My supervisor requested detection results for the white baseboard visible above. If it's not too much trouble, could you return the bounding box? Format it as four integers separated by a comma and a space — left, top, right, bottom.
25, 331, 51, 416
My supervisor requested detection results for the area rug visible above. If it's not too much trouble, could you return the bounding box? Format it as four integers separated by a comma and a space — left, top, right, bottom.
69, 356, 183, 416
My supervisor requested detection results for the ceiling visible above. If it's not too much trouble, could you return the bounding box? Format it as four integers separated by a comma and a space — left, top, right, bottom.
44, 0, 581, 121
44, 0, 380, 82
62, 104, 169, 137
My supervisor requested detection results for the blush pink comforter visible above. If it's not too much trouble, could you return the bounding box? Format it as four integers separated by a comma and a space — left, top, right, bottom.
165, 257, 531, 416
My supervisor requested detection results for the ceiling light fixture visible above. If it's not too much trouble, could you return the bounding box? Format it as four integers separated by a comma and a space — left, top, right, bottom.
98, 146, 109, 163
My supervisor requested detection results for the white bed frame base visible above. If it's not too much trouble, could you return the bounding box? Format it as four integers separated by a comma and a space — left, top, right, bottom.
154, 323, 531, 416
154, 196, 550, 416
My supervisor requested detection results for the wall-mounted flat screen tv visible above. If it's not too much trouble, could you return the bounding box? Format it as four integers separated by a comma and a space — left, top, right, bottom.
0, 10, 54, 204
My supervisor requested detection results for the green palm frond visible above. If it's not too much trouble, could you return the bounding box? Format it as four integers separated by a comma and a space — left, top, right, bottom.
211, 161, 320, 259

++++++++++

● **Directive**
Reproduce all of the material above, swapping "supervisor" for "manager" wherever it occurs and leaving everything else unchanged.

● **Answer for the task**
My manager requested detection results for the white baseboard visible above. If it's not too much trouble, could you return the bounding box? Format it as four integers separated by a comma and a space — left, top, right, bottom.
25, 331, 51, 416
My manager requested detection results for the area rug visible above. If it's not too much trouble, could you return the bounding box? Format it as four integers separated by a comma and a space — left, top, right, bottom.
69, 356, 183, 416
My manager requested detection results for the ceiling visible above. If it's not too much trouble, could you return the bounding box? Format it as four integers separated by a comma and a space — left, top, right, bottom.
44, 0, 581, 121
44, 0, 380, 82
62, 104, 169, 137
My manager requested detection results for the blush pink comforter visible above. If it's not too much trouble, could you return the bounding box? Format it as four integers separated by a comma and a space — left, top, right, bottom.
165, 257, 531, 416
My manager requested detection results for the ceiling light fixture visible above. If it's not too much trouble, could you return the bounding box? Format it as four integers separated by a comma and a space — left, top, right, bottom.
98, 146, 109, 163
My manager requested detection results for the white bed frame base visible above. If it's not too much trouble, could you return the bounding box? Format it as four integers separated by a comma and a space — left, top, right, bottom.
154, 323, 531, 416
154, 196, 550, 416
My manager requested detection results for the wall-mounted flat screen tv visible above. If it's not too much trouble, could you return the bounding box? Format it as four integers separated by a comma and a space — left, top, right, bottom.
0, 10, 54, 204
My manager requested detection results for the green palm frond visible above. If it's not too much trouble, could you return the bounding box? Format it as four integers separated by a comma and a space — left, top, right, bottom.
211, 161, 320, 259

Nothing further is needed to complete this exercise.